**Provided passage**.

━━━

EKGs can also reveal signs of a heart attack, both current and past. When part of the heart muscle is starved of blood, the electrical pattern changes in the leads closest to the damaged area. However, the test isn’t perfect for this. A standard 12-lead EKG catches only about a third of acute heart attacks on its own, though its specificity is very high at around 97%, meaning a positive result is rarely wrong. That’s why doctors combine EKG results with blood tests and symptoms rather than relying on the tracing alone.
Beyond rhythm and blood flow problems, the tracing can show signs of enlarged heart chambers, thickened heart walls, electrolyte imbalances like low potassium (which flattens the T wave), and the effects of certain medications on the heart’s electrical system.
What Happens During the Test
A standard resting EKG uses 10 electrode patches to produce 12 different “views” of the heart’s electrical activity. Four patches go on your arms and legs. Six more are placed across your chest in specific positions along the left side of your breastbone and wrapping around toward your side. Each combination of electrodes captures the electrical signal from a different angle, giving a three-dimensional picture of what’s happening.
You’ll be asked to lie still and breathe normally while the machine records for a few seconds. The entire process, including attaching and removing the patches, takes about 10 minutes. The patches don’t send any electricity into your body. They only listen. The most common side effect is minor skin irritation where the adhesive sat, which goes away on its own.
If you have chest hair, the technician may need to shave small patches so the electrodes make full contact with your skin. Lotions and oils can also interfere with adhesion, so clean, dry skin gives the best signal. If you have a pacemaker, let your care team know beforehand, as it affects how they read the results.

━━━

**Extracted data**.
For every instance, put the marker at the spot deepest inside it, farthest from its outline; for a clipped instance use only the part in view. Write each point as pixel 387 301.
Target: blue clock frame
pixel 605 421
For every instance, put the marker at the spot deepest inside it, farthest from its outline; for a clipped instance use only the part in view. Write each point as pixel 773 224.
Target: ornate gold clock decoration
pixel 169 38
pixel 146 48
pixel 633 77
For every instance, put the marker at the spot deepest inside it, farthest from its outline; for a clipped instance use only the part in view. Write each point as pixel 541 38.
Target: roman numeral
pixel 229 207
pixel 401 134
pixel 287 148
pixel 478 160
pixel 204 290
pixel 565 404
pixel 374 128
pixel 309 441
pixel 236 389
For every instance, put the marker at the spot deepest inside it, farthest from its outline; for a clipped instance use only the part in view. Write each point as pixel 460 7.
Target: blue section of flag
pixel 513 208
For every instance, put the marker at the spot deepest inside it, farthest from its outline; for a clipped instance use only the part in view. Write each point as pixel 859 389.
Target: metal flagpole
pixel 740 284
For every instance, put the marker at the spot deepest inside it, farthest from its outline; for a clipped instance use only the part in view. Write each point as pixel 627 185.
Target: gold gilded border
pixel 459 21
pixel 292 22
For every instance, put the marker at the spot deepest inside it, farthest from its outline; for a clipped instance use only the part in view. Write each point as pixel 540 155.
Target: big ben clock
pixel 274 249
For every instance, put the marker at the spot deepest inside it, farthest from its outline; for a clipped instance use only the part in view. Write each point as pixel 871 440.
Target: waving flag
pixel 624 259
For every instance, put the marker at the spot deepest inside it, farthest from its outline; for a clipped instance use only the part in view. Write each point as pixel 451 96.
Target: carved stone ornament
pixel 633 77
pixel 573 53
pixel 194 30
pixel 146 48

━━━

**Prompt 1**.
Answer the following questions using the EKG passage.
(a) How many electrode patches does a standard resting EKG use?
(b) About how long does the entire process take, including attaching and removing the patches?
(c) What does low potassium do to the T wave?
**Prompt 2**. Summarize the EKG passage in two sentences.
**Prompt 3**. Write out the part of the EKG passage between "EKGs can also" and "the tracing alone.", inclusive.

**Problem solution 1**.
(a) 10 electrode patches.
(b) About 10 minutes.
(c) It flattens the T wave.

**Problem solution 2**. An EKG can reveal signs of current and past heart attacks, enlarged chambers, thickened walls, electrolyte imbalances, and medication effects, though doctors combine it with blood tests and symptoms because it catches only about a third of acute heart attacks on its own. A standard resting EKG uses 10 patches on the arms, legs, and chest to produce 12 views of the heart's electrical activity, takes about 10 minutes, and sends no electricity into the body.

**Problem solution 3**.
EKGs can also reveal signs of a heart attack, both current and past. When part of the heart muscle is starved of blood, the electrical pattern changes in the leads closest to the damaged area. However, the test isn’t perfect for this. A standard 12-lead EKG catches only about a third of acute heart attacks on its own, though its specificity is very high at around 97%, meaning a positive result is rarely wrong. That’s why doctors combine EKG results with blood tests and symptoms rather than relying on the tracing alone.